AIM – The lines to extract start at the one containing "Look at the photo above. For each instance of the tree" and end with the last line; give them exactly and nothing more.

** START OF DATA FOR THE TASK **

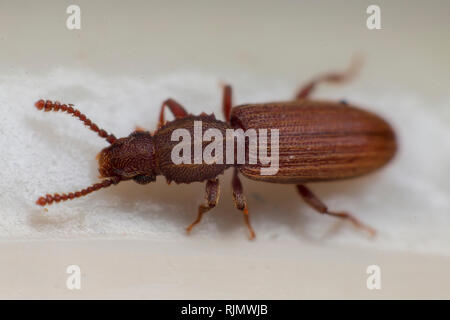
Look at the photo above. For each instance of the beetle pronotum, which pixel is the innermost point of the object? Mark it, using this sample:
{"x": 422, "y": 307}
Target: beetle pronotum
{"x": 318, "y": 141}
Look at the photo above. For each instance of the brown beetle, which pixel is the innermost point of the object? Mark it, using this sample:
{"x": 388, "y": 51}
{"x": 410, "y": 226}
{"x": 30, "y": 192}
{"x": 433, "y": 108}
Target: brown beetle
{"x": 318, "y": 141}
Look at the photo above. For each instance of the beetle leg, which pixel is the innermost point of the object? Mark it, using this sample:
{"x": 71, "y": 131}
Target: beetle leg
{"x": 177, "y": 110}
{"x": 211, "y": 199}
{"x": 332, "y": 77}
{"x": 227, "y": 102}
{"x": 319, "y": 206}
{"x": 240, "y": 202}
{"x": 139, "y": 129}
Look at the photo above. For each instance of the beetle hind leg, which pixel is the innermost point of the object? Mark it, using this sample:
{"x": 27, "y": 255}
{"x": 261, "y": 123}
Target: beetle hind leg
{"x": 311, "y": 199}
{"x": 211, "y": 199}
{"x": 241, "y": 203}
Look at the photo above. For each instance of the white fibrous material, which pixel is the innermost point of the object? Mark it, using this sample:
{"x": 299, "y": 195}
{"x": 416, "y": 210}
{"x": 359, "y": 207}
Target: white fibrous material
{"x": 407, "y": 201}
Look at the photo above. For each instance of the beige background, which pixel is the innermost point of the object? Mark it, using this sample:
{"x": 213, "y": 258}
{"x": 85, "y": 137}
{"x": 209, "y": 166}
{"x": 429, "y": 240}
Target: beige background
{"x": 129, "y": 240}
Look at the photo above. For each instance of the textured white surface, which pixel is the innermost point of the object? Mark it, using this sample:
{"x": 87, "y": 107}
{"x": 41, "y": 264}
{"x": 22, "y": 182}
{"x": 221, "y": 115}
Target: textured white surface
{"x": 407, "y": 201}
{"x": 130, "y": 56}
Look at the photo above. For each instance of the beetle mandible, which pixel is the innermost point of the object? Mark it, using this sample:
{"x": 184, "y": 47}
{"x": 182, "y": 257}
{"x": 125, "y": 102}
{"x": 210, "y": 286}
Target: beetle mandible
{"x": 318, "y": 141}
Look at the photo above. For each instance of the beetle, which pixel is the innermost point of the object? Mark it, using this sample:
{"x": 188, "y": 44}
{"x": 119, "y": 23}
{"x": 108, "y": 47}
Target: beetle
{"x": 319, "y": 140}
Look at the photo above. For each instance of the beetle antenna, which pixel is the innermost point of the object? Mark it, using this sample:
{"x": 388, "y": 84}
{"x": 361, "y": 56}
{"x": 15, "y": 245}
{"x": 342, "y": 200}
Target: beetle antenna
{"x": 56, "y": 106}
{"x": 49, "y": 199}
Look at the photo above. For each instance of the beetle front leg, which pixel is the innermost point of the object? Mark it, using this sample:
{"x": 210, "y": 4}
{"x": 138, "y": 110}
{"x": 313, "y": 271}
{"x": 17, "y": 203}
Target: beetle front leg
{"x": 240, "y": 202}
{"x": 211, "y": 199}
{"x": 177, "y": 110}
{"x": 227, "y": 103}
{"x": 311, "y": 199}
{"x": 332, "y": 77}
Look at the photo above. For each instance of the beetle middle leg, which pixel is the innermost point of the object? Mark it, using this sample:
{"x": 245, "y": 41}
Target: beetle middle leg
{"x": 240, "y": 201}
{"x": 177, "y": 110}
{"x": 332, "y": 77}
{"x": 211, "y": 199}
{"x": 311, "y": 199}
{"x": 227, "y": 102}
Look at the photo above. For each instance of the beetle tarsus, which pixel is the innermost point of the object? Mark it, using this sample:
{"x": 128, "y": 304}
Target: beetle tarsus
{"x": 211, "y": 199}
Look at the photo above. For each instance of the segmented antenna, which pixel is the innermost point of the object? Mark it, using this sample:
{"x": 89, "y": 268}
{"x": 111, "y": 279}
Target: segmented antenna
{"x": 56, "y": 106}
{"x": 49, "y": 199}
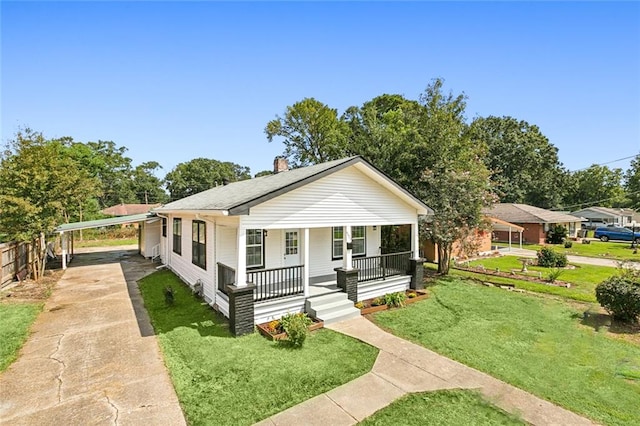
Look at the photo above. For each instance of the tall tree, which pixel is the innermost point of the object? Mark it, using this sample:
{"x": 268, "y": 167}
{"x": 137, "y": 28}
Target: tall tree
{"x": 455, "y": 182}
{"x": 107, "y": 162}
{"x": 632, "y": 183}
{"x": 41, "y": 186}
{"x": 595, "y": 186}
{"x": 201, "y": 174}
{"x": 525, "y": 165}
{"x": 146, "y": 186}
{"x": 311, "y": 132}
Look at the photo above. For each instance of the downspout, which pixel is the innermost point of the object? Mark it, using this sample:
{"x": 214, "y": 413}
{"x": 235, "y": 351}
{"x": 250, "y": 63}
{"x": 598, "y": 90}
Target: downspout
{"x": 167, "y": 251}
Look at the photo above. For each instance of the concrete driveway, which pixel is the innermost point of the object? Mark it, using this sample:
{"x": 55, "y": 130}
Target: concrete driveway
{"x": 92, "y": 357}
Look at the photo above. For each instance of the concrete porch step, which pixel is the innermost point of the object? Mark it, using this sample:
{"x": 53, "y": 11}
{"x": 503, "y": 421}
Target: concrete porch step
{"x": 331, "y": 307}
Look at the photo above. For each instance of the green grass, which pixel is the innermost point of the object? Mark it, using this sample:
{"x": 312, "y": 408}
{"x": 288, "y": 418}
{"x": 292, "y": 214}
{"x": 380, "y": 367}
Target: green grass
{"x": 106, "y": 243}
{"x": 618, "y": 250}
{"x": 581, "y": 294}
{"x": 443, "y": 408}
{"x": 530, "y": 342}
{"x": 220, "y": 379}
{"x": 14, "y": 329}
{"x": 583, "y": 279}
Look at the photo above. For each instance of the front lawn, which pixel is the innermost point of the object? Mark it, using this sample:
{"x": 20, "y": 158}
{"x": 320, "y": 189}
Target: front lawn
{"x": 443, "y": 408}
{"x": 534, "y": 343}
{"x": 220, "y": 379}
{"x": 583, "y": 279}
{"x": 618, "y": 250}
{"x": 14, "y": 329}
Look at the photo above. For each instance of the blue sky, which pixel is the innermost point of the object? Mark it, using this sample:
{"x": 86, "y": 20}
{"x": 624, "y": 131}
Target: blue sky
{"x": 176, "y": 81}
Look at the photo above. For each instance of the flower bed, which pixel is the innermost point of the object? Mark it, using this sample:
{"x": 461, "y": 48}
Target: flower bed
{"x": 513, "y": 274}
{"x": 272, "y": 330}
{"x": 377, "y": 304}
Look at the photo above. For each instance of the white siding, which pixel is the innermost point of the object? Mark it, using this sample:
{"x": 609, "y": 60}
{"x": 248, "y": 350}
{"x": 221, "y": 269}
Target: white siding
{"x": 347, "y": 197}
{"x": 320, "y": 250}
{"x": 182, "y": 265}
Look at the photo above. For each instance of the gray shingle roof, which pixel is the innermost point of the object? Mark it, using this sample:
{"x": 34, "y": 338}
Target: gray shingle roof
{"x": 237, "y": 197}
{"x": 524, "y": 213}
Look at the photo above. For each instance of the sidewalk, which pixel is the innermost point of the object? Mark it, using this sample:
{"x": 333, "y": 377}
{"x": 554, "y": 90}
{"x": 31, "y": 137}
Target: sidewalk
{"x": 92, "y": 357}
{"x": 571, "y": 258}
{"x": 403, "y": 367}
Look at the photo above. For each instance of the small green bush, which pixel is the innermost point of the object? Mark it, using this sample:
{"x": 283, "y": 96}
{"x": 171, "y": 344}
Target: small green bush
{"x": 549, "y": 258}
{"x": 395, "y": 300}
{"x": 554, "y": 274}
{"x": 169, "y": 295}
{"x": 620, "y": 295}
{"x": 297, "y": 328}
{"x": 557, "y": 234}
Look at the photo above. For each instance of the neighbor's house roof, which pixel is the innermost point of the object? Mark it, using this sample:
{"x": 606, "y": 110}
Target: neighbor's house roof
{"x": 120, "y": 220}
{"x": 129, "y": 209}
{"x": 524, "y": 213}
{"x": 238, "y": 197}
{"x": 603, "y": 212}
{"x": 503, "y": 225}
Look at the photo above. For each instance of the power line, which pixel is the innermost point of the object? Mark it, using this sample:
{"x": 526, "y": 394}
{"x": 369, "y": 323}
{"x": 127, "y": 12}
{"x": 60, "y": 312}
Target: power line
{"x": 605, "y": 163}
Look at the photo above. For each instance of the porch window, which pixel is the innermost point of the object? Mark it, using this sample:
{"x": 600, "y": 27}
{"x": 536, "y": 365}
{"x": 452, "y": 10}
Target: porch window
{"x": 255, "y": 248}
{"x": 358, "y": 238}
{"x": 199, "y": 244}
{"x": 177, "y": 236}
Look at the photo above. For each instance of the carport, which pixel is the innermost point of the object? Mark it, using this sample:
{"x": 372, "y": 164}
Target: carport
{"x": 146, "y": 240}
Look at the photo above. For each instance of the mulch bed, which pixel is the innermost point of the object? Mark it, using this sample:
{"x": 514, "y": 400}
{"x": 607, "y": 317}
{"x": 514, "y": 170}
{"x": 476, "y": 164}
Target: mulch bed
{"x": 369, "y": 308}
{"x": 267, "y": 332}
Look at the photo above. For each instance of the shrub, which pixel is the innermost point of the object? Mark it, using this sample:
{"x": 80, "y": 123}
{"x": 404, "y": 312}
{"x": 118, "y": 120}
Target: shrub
{"x": 297, "y": 328}
{"x": 620, "y": 295}
{"x": 377, "y": 301}
{"x": 395, "y": 300}
{"x": 557, "y": 234}
{"x": 548, "y": 258}
{"x": 554, "y": 274}
{"x": 169, "y": 295}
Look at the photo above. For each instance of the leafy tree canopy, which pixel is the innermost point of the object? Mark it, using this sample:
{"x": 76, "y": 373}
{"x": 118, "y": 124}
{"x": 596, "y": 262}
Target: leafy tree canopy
{"x": 201, "y": 174}
{"x": 311, "y": 133}
{"x": 525, "y": 165}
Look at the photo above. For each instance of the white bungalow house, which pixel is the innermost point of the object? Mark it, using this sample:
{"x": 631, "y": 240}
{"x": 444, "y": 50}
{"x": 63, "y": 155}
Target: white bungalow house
{"x": 307, "y": 239}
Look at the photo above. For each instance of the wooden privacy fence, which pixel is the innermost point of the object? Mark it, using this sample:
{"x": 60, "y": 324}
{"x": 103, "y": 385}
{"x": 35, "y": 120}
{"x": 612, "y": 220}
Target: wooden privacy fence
{"x": 17, "y": 258}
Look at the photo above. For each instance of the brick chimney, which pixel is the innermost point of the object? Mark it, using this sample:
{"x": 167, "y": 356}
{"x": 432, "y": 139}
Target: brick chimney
{"x": 280, "y": 164}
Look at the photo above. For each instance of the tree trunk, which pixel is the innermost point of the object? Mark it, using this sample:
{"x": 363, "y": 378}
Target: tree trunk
{"x": 444, "y": 257}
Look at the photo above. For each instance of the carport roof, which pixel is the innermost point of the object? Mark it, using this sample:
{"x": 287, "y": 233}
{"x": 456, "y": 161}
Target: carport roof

** END OF DATA FOR THE TASK **

EXPECTED OUTPUT –
Look at the photo above. For each instance of the tree trunk, which pixel is the innermost point of the object? Mark it, using this sample:
{"x": 363, "y": 378}
Target: tree trunk
{"x": 444, "y": 257}
Look at the photo above. For each instance of the carport roof, which pixel is the innermost point of the object? Mark it, using this sample:
{"x": 287, "y": 233}
{"x": 456, "y": 161}
Target: carport roof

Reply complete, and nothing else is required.